● **The task**: In the excerpt about members leaving a congregation, what does the writer say happens whenever someone leaves?

As much as I did not personally enjoy the gatekeeper, I have no doubt that the man was redeemed. Though terribly misguided, I count him my brother in Christ. Through the years I have watched many people become disgruntled and transfer their membership from our congregation to another one. Some of these are habitual by nature. Every decade or so the pattern repeats itself and they “feel led” to go somewhere else. This is nothing less than immaturity and you hope at some point they will grow up. Yet, one may wonder what becomes of a pastor’s heart during these episodes? Some estimate that it becomes sort of like the Grinch’s, it grows smaller and smaller. He cares not. I can speak from experience, this is not the case. Whenever someone leaves, for whatever reason, it hurts. My own experience has been that no one has ever left us that I did not grieve. I sleep very little during the ridiculous times.

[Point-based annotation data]
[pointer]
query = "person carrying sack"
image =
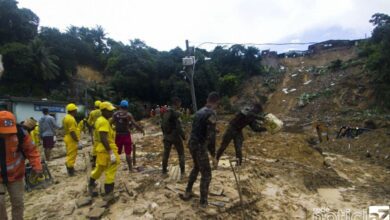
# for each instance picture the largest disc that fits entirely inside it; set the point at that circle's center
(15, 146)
==
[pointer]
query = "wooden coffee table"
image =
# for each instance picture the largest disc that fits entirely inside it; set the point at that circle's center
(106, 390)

● **The solution**: It hurts, whatever the reason for leaving.